From the line containing "--target blue sky" down to the last line of the records below, copy every line exactly. Leave out everything before it.

■ ■ ■ ■

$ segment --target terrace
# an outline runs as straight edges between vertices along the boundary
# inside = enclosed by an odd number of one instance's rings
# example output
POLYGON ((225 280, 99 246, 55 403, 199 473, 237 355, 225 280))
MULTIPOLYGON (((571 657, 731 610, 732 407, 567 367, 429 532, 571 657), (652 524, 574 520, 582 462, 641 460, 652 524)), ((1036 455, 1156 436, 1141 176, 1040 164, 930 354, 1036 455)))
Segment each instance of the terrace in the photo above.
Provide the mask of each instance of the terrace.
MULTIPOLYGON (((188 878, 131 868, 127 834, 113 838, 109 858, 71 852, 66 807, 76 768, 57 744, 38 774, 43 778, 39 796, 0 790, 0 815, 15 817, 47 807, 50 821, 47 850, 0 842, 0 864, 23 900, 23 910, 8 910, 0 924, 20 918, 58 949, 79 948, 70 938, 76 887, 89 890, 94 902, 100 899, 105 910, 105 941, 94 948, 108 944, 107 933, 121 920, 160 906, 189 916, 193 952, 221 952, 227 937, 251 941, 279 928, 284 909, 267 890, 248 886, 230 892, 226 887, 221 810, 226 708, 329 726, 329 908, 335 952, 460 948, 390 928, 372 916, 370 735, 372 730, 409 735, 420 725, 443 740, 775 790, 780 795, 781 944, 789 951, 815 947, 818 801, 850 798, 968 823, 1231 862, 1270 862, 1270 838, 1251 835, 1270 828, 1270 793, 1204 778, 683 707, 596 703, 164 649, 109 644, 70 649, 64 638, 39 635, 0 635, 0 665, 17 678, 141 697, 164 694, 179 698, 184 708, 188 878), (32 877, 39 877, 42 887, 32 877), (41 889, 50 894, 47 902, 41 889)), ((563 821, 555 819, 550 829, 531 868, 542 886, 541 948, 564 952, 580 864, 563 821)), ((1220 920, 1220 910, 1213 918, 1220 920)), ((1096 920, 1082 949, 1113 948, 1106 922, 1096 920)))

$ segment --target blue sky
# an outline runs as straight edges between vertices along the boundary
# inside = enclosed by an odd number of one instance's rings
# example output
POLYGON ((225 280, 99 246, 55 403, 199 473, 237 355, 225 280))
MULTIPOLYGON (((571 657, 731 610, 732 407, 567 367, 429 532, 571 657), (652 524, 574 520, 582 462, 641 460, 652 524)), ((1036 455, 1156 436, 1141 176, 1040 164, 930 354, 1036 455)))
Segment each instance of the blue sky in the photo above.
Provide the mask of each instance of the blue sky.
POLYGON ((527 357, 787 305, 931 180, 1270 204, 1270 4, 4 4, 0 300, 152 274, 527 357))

■ ■ ■ ■

• **Output**:
$ segment --target blue sky
# an outline runs as straight edges between vertices along the boundary
# inside = enclosed by an odd number of one instance's rings
# example output
POLYGON ((225 280, 99 246, 55 403, 199 473, 237 355, 225 280))
MULTIPOLYGON (((571 657, 731 610, 732 407, 567 367, 429 532, 571 657), (652 524, 574 520, 582 462, 641 460, 652 524)), ((1036 455, 1156 436, 1141 176, 1040 164, 930 354, 1036 455)))
Segment each instance of the blue sky in the photo above.
Provide the mask of each instance of the blue sky.
POLYGON ((527 357, 787 305, 931 180, 1270 204, 1270 4, 4 4, 0 300, 152 274, 527 357))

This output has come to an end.